Source data
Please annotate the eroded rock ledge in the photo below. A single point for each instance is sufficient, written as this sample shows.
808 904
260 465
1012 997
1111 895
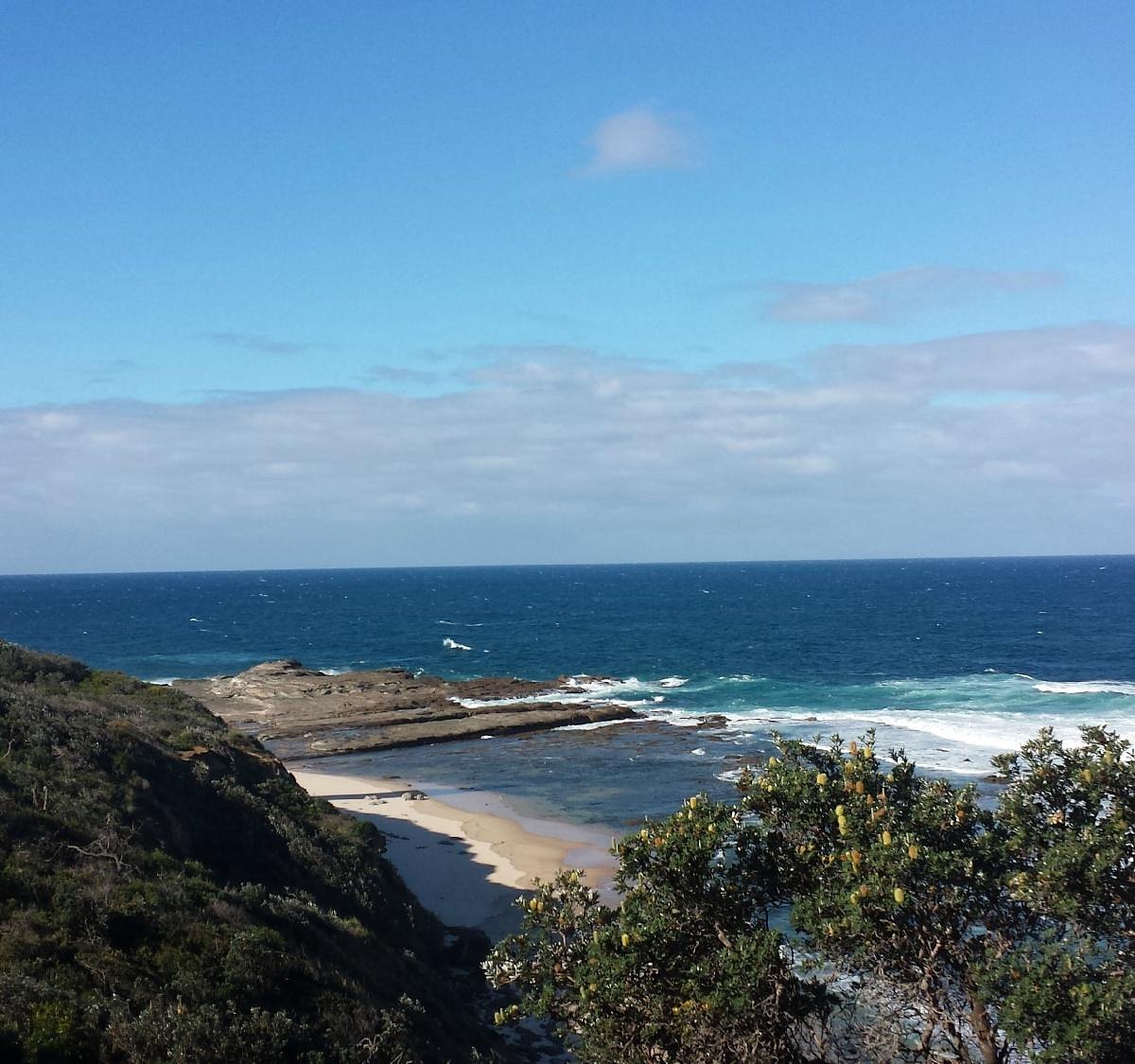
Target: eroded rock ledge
==
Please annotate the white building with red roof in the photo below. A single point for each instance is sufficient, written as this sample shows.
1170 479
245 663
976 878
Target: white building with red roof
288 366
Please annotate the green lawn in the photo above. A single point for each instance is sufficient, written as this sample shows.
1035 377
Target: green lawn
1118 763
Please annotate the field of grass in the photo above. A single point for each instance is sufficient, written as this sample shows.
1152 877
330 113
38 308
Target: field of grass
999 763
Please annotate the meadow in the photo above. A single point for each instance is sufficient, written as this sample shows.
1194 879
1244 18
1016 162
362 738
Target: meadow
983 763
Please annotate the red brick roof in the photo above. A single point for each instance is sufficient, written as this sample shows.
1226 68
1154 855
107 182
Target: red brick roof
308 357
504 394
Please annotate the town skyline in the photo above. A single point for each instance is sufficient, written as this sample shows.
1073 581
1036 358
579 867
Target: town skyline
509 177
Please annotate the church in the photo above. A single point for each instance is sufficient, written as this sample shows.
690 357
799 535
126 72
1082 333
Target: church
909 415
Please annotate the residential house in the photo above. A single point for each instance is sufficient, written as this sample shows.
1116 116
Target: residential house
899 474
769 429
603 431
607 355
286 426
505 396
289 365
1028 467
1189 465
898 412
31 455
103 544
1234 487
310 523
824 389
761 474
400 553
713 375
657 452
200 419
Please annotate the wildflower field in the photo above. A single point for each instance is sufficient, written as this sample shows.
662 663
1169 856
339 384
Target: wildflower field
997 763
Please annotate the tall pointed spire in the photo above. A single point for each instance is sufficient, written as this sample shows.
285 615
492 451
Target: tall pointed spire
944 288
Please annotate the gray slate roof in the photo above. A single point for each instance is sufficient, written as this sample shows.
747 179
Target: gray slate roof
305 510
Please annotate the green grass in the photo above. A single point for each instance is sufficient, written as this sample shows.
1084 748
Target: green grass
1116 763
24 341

Instruction => Copy the listing lines starting with the line with "Please annotate the eroded" and going on through the line with "Target: eroded rock ledge", replacing "rock ledge" with "stone shelf" and changing nothing else. Leave the pictures out of your answer.

Reply to the exercise =>
Please annotate the eroded stone shelf in the photo below. A single point for each instance is sufficient, written as this sample shows.
808 904
260 465
1012 997
1111 895
Target: eroded stone shelf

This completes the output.